[Dataset excerpts]
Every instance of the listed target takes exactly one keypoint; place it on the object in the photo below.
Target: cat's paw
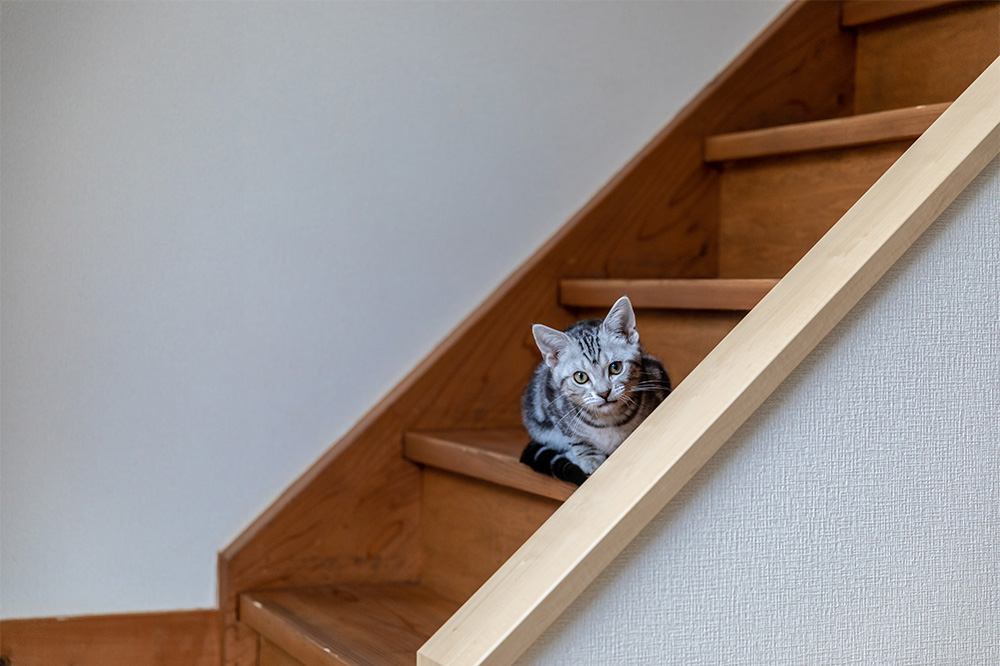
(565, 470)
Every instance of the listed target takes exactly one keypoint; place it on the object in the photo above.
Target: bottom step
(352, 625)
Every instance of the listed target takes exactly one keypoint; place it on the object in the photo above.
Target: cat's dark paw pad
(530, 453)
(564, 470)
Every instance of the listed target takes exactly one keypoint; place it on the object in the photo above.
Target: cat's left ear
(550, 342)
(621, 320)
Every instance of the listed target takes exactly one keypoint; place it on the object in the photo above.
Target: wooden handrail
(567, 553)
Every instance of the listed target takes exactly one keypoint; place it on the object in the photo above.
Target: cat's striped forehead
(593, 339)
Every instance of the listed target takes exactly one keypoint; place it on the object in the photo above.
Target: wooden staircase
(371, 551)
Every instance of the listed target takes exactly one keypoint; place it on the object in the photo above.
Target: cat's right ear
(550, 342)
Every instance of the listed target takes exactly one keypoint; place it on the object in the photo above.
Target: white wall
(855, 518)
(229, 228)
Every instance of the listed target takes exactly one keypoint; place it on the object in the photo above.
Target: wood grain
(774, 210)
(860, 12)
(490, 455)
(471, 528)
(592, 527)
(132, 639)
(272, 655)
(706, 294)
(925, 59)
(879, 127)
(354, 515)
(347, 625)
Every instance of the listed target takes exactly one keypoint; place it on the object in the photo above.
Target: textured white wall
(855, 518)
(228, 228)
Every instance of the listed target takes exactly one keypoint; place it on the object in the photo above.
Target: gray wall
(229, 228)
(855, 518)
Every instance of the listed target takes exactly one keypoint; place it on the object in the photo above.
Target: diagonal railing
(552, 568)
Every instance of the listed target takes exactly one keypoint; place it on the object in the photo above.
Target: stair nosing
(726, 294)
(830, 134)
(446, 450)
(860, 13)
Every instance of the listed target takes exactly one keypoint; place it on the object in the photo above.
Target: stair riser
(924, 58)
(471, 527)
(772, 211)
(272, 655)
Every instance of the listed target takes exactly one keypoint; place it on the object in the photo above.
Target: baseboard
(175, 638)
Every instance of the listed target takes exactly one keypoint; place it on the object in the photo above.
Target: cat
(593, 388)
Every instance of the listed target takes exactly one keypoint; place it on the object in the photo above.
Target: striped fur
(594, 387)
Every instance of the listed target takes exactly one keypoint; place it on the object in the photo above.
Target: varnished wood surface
---
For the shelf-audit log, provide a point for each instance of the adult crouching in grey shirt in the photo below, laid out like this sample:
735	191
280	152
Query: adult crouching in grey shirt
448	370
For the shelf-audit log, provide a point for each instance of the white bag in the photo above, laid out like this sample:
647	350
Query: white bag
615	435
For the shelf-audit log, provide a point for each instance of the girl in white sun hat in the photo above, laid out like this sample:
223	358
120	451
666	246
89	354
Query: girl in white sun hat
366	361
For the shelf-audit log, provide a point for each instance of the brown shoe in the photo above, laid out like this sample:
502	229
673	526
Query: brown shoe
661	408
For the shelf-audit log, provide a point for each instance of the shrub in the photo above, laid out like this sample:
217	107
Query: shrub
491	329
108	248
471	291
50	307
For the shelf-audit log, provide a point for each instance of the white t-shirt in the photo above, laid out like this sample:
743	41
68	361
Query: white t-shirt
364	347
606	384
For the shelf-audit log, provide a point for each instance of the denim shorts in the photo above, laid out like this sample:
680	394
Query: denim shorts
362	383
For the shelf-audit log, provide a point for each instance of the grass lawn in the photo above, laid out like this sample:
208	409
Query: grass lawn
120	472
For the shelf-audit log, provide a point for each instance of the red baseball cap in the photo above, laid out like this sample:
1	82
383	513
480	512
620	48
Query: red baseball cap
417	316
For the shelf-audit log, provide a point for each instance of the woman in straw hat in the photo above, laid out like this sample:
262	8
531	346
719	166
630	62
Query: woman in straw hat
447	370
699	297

• **ABOUT THIS TASK**: Where in the entries above does the word "below" appear? Copy each line that has it.

• **FINAL ANSWER**:
Every instance of the listed target takes exactly one keypoint; place it on the object in the photo below.
For the shelf-audit log, provide a point for each instance of the adult crouching in grey shirt in the photo below, laid out like this sample:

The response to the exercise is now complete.